DATASET RECORDS:
■ ■ ■ ■ ■

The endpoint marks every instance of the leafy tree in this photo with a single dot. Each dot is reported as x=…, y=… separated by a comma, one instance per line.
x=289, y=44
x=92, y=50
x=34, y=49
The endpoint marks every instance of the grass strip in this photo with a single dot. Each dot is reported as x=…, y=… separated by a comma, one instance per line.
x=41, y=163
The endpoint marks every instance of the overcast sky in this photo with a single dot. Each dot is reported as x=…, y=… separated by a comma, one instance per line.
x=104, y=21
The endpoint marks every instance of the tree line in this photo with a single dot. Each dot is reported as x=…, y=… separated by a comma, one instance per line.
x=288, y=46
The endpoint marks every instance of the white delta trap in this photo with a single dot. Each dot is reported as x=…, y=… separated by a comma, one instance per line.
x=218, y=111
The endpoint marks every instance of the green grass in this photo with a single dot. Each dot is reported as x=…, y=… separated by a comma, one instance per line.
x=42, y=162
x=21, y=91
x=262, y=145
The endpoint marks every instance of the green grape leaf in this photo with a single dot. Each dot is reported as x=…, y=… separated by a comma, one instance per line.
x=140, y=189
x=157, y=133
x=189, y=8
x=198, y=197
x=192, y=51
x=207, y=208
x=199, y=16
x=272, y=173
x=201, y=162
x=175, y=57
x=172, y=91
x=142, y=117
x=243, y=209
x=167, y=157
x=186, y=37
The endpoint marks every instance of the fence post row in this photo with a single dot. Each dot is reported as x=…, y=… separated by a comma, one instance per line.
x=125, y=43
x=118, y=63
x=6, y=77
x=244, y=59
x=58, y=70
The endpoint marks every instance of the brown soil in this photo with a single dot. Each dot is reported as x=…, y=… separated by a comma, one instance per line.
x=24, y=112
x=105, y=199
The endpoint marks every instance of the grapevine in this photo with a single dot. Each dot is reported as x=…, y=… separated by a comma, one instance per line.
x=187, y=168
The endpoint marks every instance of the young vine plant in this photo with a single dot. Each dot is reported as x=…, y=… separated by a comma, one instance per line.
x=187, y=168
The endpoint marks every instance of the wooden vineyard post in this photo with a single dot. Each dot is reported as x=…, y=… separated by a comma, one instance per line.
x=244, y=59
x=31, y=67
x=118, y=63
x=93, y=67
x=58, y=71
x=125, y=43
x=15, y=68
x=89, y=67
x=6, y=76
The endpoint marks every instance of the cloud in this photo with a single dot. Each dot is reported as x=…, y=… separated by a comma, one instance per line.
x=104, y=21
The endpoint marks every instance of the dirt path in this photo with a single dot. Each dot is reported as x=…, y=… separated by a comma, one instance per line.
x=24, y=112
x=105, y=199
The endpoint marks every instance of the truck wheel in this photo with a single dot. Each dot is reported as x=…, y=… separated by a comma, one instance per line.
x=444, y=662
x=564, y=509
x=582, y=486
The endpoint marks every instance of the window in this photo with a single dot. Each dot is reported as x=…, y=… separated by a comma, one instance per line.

■ ■ ■ ■ ■

Set the listing above down again exactly.

The endpoint marks every instance of the leafy tree in this photo with a single dot. Each dot is reported as x=…, y=… separated by a comma, one instance per line.
x=289, y=44
x=92, y=50
x=34, y=49
The endpoint marks every instance of the grass strip in this photo with a single dot. Each dot is reported as x=…, y=… separated by a comma, one instance per line.
x=41, y=163
The endpoint marks every instance of the overcast sky in this photo with a single dot. Each dot is reported as x=…, y=… separated by a comma, one instance per line.
x=104, y=21
The endpoint marks every instance of the tree line in this photo with a single dot. Each dot is reported as x=…, y=… separated by a comma, one instance per line.
x=288, y=46
The endpoint marks every instance of the white delta trap in this photo with a single dot. Each dot is reported as x=…, y=… separated by a comma, one instance per line.
x=218, y=111
The endpoint marks every instance of the green grass in this photo with a single dot. Each dot is reported as x=…, y=… separated by a comma, one instance per line.
x=42, y=162
x=21, y=91
x=262, y=145
The endpoint marks every instance of the green grape leaf in this photo with a single dot. Each dot is reported as x=…, y=… separated by a comma, one instance per line.
x=140, y=189
x=157, y=133
x=189, y=8
x=198, y=197
x=192, y=51
x=207, y=208
x=199, y=16
x=272, y=173
x=201, y=162
x=175, y=57
x=172, y=91
x=142, y=117
x=243, y=209
x=167, y=157
x=186, y=37
The endpoint marks every instance of the fence post row in this photo with a single dot. Each dot is reported as x=…, y=… separated by a comma, one instance per line.
x=125, y=43
x=118, y=63
x=6, y=77
x=244, y=59
x=58, y=70
The endpoint marks every instance of the brown soil in this photo with a single dot. Each dot is reported as x=…, y=… separated by a comma, one instance per line.
x=24, y=112
x=105, y=199
The endpoint marks every instance of the grapevine in this photo with a single dot. Each dot is reported as x=…, y=… separated by a comma, one instance per line.
x=187, y=168
The endpoint marks every instance of the young vine plant in this photo with a single dot. Each dot is reported as x=…, y=… separated by a comma, one instance per line.
x=187, y=168
The endpoint marks every instance of the wooden vineyard post in this photo with a single dot. Each dot is reported as x=…, y=… separated by a comma, one instance per line.
x=244, y=59
x=31, y=67
x=118, y=63
x=93, y=67
x=58, y=71
x=125, y=43
x=15, y=68
x=89, y=67
x=6, y=76
The endpoint marks every instance of the cloud in this photo with a single dot. Each dot is reported as x=…, y=… separated by a comma, one instance per line.
x=104, y=21
The endpoint marks every instance of the dirt path in this photo with a single dot. Each dot is reported as x=…, y=… separated by a comma, one instance per line.
x=24, y=112
x=105, y=199
The endpoint marks every instance of the truck wheel in this photo with a single dot. Each dot is reported as x=…, y=… separated by a comma, one instance per line.
x=444, y=662
x=564, y=509
x=582, y=486
The endpoint marks every instance of the window in this photo with a single dot. Each dot is reported as x=…, y=… separated by a comma, one instance per line.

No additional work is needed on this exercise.